Collected data

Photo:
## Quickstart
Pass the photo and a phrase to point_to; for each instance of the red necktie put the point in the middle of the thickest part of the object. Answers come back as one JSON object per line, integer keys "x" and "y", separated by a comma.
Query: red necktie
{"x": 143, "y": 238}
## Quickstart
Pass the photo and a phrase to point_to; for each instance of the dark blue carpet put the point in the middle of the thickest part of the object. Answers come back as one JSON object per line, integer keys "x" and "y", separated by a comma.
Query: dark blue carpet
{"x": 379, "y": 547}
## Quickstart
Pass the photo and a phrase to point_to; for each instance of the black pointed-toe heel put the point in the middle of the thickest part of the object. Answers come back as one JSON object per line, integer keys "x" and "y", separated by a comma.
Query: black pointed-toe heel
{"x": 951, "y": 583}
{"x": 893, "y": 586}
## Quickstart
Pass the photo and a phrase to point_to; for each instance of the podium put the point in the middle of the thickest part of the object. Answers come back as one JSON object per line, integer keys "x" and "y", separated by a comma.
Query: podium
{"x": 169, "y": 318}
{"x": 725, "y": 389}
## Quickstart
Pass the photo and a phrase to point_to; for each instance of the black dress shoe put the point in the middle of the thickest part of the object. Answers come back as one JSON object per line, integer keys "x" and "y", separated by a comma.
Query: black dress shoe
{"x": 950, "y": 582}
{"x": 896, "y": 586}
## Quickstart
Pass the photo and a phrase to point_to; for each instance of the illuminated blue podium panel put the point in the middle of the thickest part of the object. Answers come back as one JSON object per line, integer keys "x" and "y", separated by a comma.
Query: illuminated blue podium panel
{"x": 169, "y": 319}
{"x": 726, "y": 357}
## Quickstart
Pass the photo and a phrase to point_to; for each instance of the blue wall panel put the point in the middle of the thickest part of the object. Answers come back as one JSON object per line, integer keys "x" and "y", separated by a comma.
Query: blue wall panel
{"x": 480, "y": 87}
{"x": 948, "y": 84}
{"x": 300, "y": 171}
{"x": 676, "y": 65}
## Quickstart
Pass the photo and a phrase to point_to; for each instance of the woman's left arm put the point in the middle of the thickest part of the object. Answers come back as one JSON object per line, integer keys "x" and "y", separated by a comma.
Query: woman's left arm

_Goal of the exercise:_
From the preceding material, extract every line exactly.

_Expected output:_
Photo:
## Quickstart
Pass the photo and a phrase to point_to; for each instance of the red necktie put the point in the middle of the thickest part of the object. Answers come back as one JSON object per line, integer keys "x" and "y", separated by a comma.
Query: red necktie
{"x": 143, "y": 238}
## Quickstart
Pass the photo and a phrase to point_to; for each instance of the dark blue carpet put the point in the middle of the thickest part of the object. Answers come back as one JSON object per line, integer keys "x" and "y", separated by a comma.
Query: dark blue carpet
{"x": 379, "y": 547}
## Quickstart
Pass the photo and a phrase to point_to; for each instance of the black pointed-toe heel put the point in the middle of the thickest part of the object. Answers come back as one JSON object per line, integer keys "x" and "y", separated by a comma.
Query: black pointed-toe heel
{"x": 951, "y": 583}
{"x": 893, "y": 586}
## Quickstart
Pass the photo and a phrase to point_to; for each instance of the podium put the point in the middle of the thickest part of the object. Answers come back as one JSON object per line, integer keys "x" and "y", separated by a comma.
Query: podium
{"x": 169, "y": 318}
{"x": 725, "y": 389}
## Quickstart
Pass the photo and a phrase to point_to; for each instance of the black dress shoe put the point in the middle of the thickest part of the object. Answers come back as one JSON object per line, integer keys "x" and "y", separated by a comma.
Query: black dress shoe
{"x": 950, "y": 582}
{"x": 896, "y": 586}
## Quickstart
Pass the photo and a phrase to point_to; for each instance of the illuminated blue podium panel put the point in the middle of the thickest part of the object. Answers come back as one JSON object per line, integer keys "x" and "y", separated by a comma.
Query: illuminated blue podium panel
{"x": 169, "y": 319}
{"x": 726, "y": 357}
## Quickstart
Pass the photo and a phrase to point_to; for each instance of the blue wall panel put the point in the middle of the thickest part of the object. Answers come back as one JSON object per line, integer keys "x" and "y", separated by a comma.
Query: blue wall panel
{"x": 480, "y": 87}
{"x": 948, "y": 84}
{"x": 300, "y": 171}
{"x": 676, "y": 65}
## Quickstart
Pass the photo and a phrase to point_to; for each instance of the woman's left arm put the point in the middle of the thickest part of the object. Answers come back as one JSON object per line, integer keys "x" and "y", separated by a comma.
Query: woman's left arm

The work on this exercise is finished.